→ WHAT TO WORK ON
Please gather every line of the listing below that contains the string "jeans". Case counts when matching.

[Records of labeled boxes]
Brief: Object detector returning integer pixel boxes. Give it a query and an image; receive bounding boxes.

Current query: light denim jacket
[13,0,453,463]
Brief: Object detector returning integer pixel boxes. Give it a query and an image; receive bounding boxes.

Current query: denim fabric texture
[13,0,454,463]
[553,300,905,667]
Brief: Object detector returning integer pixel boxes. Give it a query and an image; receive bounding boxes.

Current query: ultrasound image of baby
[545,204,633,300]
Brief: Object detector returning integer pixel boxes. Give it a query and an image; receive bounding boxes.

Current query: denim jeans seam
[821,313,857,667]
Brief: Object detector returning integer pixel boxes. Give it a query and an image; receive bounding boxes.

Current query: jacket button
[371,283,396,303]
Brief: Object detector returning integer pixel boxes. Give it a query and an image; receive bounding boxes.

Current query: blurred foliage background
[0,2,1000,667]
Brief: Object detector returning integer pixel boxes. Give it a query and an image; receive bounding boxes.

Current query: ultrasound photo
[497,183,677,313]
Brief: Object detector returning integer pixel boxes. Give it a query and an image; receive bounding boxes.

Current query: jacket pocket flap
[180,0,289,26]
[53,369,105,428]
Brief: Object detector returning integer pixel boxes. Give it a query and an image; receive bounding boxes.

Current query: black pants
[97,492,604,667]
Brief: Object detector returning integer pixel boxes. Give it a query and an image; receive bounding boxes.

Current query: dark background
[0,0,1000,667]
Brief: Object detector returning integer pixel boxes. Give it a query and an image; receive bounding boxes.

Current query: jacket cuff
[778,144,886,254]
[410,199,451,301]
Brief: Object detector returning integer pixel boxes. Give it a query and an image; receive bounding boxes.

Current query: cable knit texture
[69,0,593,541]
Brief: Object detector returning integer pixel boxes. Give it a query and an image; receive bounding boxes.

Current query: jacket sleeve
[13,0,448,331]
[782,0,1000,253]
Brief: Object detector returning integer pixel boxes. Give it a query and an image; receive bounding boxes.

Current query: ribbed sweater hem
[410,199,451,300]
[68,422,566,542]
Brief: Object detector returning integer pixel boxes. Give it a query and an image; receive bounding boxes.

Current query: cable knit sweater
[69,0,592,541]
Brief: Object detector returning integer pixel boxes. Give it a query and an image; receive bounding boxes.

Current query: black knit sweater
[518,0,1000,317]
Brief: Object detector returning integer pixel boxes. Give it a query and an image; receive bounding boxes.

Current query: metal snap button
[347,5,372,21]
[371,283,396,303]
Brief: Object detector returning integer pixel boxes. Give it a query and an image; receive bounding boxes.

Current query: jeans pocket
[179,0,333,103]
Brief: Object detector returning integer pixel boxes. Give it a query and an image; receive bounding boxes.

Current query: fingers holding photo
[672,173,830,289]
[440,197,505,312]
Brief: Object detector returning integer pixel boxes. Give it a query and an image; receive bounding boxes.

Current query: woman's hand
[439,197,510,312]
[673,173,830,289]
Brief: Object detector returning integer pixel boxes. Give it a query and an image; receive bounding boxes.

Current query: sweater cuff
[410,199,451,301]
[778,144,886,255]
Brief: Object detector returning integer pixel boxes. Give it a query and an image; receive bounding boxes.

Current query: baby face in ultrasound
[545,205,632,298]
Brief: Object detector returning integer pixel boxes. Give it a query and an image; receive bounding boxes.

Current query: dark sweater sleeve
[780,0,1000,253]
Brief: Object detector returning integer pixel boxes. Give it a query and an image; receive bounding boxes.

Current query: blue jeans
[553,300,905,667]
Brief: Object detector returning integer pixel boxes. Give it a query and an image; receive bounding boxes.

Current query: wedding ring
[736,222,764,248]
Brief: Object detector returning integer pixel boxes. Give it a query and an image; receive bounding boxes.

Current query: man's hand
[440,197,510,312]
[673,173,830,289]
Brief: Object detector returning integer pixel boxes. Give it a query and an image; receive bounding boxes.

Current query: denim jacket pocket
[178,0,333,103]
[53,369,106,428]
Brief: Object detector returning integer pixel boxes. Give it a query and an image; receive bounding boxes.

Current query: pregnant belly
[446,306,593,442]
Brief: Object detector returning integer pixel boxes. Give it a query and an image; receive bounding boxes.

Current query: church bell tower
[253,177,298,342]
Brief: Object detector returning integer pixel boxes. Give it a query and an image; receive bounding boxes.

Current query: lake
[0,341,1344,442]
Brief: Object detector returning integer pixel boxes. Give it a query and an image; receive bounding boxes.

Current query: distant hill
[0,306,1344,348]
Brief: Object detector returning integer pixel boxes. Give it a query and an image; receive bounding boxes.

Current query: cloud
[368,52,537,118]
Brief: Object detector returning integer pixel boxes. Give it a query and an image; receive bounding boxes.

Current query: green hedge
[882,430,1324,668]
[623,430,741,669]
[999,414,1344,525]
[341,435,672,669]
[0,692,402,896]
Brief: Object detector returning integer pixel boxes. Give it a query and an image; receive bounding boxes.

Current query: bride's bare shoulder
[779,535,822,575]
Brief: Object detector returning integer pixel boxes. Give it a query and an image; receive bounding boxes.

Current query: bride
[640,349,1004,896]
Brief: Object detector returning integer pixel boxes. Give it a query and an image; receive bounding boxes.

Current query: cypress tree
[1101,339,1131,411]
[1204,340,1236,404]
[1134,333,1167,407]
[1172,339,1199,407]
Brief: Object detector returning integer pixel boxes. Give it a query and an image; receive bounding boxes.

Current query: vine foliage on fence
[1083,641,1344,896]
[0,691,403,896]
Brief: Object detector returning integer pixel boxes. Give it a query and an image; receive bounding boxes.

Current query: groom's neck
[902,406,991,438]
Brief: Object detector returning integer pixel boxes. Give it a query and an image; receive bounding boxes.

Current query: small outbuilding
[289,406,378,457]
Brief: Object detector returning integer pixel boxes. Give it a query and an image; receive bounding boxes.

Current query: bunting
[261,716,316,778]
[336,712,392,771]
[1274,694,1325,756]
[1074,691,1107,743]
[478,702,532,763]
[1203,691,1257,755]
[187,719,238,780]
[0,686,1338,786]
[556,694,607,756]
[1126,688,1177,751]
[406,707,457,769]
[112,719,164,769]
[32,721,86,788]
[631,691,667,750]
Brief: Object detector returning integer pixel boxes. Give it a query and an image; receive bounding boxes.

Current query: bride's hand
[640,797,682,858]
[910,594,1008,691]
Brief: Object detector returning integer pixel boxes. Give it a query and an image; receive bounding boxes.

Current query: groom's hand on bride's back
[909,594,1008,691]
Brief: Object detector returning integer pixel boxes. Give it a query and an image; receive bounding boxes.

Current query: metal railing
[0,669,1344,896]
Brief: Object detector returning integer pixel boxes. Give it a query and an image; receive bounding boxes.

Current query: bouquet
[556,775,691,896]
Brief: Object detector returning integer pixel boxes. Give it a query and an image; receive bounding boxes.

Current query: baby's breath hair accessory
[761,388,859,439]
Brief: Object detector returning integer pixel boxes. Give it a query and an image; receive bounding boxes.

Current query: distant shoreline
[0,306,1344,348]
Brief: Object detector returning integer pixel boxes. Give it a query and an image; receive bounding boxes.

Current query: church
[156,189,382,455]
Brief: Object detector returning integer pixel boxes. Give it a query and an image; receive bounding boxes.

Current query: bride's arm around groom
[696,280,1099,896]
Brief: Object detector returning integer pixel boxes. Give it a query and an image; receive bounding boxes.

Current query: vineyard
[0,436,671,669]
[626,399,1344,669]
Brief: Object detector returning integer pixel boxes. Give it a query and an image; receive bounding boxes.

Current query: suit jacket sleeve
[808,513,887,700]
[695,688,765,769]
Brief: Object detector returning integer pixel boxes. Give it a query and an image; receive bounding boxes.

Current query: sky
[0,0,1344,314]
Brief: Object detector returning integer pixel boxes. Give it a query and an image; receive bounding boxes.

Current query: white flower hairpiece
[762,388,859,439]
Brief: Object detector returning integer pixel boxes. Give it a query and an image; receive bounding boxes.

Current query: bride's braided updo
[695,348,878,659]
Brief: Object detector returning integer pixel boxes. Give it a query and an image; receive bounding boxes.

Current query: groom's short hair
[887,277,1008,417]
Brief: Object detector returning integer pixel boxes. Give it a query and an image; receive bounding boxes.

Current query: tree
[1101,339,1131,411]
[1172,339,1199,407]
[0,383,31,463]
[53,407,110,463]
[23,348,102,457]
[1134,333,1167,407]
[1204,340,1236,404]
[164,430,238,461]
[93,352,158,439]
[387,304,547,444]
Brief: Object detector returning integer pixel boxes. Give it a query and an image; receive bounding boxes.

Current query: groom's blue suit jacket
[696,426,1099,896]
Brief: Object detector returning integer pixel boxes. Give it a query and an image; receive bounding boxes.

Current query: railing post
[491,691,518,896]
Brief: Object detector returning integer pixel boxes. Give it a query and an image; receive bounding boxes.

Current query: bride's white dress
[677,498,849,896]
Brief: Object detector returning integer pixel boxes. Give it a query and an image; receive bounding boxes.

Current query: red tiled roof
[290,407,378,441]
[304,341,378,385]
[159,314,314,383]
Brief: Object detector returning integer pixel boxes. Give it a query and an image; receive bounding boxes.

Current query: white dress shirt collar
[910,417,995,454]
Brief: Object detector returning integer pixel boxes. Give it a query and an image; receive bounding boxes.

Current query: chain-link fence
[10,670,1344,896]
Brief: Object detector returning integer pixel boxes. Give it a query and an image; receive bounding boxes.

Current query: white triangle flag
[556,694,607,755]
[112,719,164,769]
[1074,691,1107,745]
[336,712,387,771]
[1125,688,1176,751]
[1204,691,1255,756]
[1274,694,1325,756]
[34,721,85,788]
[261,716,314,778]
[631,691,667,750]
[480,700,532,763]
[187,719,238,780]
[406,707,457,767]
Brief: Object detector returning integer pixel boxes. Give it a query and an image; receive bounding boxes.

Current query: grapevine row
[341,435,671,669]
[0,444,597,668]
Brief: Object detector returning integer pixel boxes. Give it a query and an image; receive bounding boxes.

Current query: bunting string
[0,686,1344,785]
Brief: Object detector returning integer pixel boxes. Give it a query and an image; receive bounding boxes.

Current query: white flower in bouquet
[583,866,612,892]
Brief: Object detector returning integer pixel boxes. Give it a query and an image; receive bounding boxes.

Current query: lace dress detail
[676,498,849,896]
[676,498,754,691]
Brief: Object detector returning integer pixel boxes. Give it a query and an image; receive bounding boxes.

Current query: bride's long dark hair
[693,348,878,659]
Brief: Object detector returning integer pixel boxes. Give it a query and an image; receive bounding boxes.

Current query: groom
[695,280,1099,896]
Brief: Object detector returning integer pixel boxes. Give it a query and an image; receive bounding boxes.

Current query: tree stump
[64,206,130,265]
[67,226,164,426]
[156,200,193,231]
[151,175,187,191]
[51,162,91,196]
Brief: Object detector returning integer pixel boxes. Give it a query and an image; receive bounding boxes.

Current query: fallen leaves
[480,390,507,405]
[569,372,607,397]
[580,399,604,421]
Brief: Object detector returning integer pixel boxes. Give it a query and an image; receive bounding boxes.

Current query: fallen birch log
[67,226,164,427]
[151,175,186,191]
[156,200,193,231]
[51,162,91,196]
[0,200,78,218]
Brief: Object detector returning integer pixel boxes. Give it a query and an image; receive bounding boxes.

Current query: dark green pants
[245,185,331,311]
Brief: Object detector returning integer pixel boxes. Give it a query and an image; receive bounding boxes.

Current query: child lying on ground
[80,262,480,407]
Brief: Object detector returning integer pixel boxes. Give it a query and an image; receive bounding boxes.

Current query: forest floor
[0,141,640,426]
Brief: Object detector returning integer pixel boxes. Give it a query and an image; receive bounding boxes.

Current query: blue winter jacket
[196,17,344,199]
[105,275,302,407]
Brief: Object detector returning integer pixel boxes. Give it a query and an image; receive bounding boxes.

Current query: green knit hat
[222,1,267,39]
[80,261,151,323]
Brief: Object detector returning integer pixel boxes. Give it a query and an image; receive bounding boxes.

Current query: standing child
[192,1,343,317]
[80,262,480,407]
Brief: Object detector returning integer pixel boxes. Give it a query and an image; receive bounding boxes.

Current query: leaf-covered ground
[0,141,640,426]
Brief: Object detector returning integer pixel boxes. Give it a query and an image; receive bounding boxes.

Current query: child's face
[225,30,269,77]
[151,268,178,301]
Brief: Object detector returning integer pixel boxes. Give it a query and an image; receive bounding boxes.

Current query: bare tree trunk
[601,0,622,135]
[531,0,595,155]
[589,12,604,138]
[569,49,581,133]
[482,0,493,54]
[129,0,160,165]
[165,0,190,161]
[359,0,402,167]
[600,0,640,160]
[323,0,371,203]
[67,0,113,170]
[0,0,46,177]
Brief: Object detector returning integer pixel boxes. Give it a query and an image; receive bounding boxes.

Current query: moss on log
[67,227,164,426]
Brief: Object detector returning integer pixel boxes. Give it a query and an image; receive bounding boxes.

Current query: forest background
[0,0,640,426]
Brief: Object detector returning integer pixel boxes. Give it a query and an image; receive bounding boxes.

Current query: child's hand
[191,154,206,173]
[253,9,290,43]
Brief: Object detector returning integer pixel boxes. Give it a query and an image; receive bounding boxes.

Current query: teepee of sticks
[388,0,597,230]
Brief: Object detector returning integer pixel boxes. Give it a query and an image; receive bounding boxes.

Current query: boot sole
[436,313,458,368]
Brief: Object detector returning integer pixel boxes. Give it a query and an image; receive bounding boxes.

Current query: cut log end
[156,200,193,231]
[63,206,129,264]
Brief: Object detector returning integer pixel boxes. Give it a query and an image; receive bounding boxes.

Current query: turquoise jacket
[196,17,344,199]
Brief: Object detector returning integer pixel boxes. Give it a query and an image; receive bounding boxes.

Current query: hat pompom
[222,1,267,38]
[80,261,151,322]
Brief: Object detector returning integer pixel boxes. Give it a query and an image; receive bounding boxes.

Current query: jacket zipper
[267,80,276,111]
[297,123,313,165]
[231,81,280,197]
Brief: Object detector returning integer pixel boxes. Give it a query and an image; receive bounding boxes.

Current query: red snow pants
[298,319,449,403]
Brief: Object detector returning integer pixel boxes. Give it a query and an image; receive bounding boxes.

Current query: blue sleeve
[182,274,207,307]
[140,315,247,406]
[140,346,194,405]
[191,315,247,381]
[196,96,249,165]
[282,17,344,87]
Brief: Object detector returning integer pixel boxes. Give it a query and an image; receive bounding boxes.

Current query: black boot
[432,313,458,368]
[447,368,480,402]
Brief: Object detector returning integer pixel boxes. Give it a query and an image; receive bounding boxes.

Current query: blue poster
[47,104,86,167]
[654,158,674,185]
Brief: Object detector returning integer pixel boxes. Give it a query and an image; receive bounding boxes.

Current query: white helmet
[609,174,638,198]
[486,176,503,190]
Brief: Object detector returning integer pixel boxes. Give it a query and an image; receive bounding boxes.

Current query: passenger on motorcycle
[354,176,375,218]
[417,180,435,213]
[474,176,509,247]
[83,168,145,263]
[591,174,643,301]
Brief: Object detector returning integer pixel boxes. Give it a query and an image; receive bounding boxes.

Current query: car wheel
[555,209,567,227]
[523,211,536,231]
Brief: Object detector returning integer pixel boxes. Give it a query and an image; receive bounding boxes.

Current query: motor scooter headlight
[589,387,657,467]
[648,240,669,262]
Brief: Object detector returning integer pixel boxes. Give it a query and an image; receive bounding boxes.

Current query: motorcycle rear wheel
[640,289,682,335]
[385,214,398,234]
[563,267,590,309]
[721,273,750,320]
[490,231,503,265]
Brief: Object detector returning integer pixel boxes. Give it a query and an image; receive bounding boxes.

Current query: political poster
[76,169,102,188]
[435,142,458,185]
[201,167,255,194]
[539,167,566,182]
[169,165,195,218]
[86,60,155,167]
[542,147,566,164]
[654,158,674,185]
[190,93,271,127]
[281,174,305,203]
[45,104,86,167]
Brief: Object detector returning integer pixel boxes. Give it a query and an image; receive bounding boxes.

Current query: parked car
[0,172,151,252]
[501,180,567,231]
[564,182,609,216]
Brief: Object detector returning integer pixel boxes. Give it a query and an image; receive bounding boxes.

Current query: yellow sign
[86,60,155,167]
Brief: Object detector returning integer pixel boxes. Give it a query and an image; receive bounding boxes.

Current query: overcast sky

→ RESULT OF THE TASK
Current query: denim jeans seam
Current query: jeans pocket
Current query: blue jeans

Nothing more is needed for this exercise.